▸ **PROBLEM DESCRIPTION**
Transcribe the section of the North Otago rugby text that begins with the words containing "The North Otago Rugby Football Union (NORFU)" and ends with "were regular semi-finalists.".

▸ **TEXT BLOCK**
§ §

The North Otago Rugby Football Union (NORFU) is a New Zealand rugby union province based in Oamaru and compete in the Heartland Championship. They are one of the strongest teams in The Heartland Championship, winning the Meads Cup section of the competition in its second year, 2007 as well as 2010. Their home ground is Whitestone Contracting Stadium, formerly Centennial Park.

The North Otago Rugby Football Union was founded in 1927 and over the years they have had many highs and lows.  In 1930 they hosted the All Blacks before the first test against the British and Irish Lions, In 1962 they hosted and beat Australia during their tour of New Zealand. In the NPC they had sat near the bottom of the third division table until they beat Horowhenua-Kapiti Rugby Football Union in the final in 2002 and moved to the second division where they were regular semi-finalists.

In the 2006 Heartland Championship they lost the Meads Cup semi-final to Wairarapa Bush Rugby Football Union after being pre-tournament favourites. In 2007 they won the Meads Cup after

In the 2010 competition they won the Meads Cup final 39–18 at home against Wanganui.

History
The North Otago Rugby Football Union was formed in 1904 but didn't join the NZRFU until 1927. In 1930 North Otago played the All Blacks at the Oamaru Showgrounds before the All Blacks first test against the British and Irish Lions, however North Otago lost 6-34. 1946 saw the first Hanan Shield fixture with a 6–9 loss against South Canterbury. In 1947 North Otago had two Ranfurly Shield challenges but both were unsuccessful. 1962 saw the province record a fantastic win over Australia 14-13 and another win against Southland 19-8 but then a narrow loss to Otago 14–11. In 1965 North Otago produced some magic rugby to beat Otago 18–11. The highlight of the 1971 season was the selection of Kurow's Phil Gard for the All Blacks, fourth test against the Lions at Eden Park. The 1980s were unsuccessful years as North Otago won very few games.
 The highlight of the early 1990s was a Ranfurly Shield challenge in 1993 when Auckland brought the trophy on tour. The crowd went delirious after 5 minutes when Brent McEwan scored a try from a set move to give North Otago a 5–0 lead. However, the talent of Auckland then shone through and they scored 139 unanswered points. John Kirwan scored eight tries. The 1997 season proved to be a fairytale effort with the team having its best season yet in NPC rugby. The side finished as top qualifier, won its home semi final and went down to in the final.

§ §

[Excerpts of location labeling data]
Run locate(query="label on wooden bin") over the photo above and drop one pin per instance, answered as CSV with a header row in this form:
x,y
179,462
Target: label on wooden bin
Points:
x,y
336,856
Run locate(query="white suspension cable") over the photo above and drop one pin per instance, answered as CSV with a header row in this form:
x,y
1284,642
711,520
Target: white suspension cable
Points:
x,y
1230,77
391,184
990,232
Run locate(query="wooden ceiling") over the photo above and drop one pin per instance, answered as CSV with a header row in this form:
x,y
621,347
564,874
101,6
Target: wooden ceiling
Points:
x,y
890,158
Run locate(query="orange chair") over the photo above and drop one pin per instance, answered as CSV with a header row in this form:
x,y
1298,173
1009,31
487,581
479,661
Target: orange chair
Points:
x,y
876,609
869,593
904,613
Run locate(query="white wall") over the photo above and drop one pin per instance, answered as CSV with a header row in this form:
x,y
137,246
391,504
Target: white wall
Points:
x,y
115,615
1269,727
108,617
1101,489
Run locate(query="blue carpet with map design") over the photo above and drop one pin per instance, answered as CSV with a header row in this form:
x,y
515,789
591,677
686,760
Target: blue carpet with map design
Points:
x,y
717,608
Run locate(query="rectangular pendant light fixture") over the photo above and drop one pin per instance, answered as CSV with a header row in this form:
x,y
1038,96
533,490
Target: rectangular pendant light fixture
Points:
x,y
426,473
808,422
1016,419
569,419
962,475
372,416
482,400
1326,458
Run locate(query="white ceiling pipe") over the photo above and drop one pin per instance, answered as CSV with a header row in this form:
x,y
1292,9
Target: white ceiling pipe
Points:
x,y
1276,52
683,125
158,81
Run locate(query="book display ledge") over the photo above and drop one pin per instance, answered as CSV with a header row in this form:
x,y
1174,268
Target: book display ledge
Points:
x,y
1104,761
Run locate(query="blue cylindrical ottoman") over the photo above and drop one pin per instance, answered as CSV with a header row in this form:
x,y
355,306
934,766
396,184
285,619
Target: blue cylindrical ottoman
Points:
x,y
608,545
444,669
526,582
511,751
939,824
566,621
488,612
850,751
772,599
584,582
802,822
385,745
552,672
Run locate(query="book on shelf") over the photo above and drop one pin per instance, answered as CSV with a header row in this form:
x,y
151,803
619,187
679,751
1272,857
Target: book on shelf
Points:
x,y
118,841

§ §

▸ **EXERCISE OUTPUT**
The North Otago Rugby Football Union (NORFU) is a New Zealand rugby union province based in Oamaru and compete in the Heartland Championship. They are one of the strongest teams in The Heartland Championship, winning the Meads Cup section of the competition in its second year, 2007 as well as 2010. Their home ground is Whitestone Contracting Stadium, formerly Centennial Park.

The North Otago Rugby Football Union was founded in 1927 and over the years they have had many highs and lows.  In 1930 they hosted the All Blacks before the first test against the British and Irish Lions, In 1962 they hosted and beat Australia during their tour of New Zealand. In the NPC they had sat near the bottom of the third division table until they beat Horowhenua-Kapiti Rugby Football Union in the final in 2002 and moved to the second division where they were regular semi-finalists.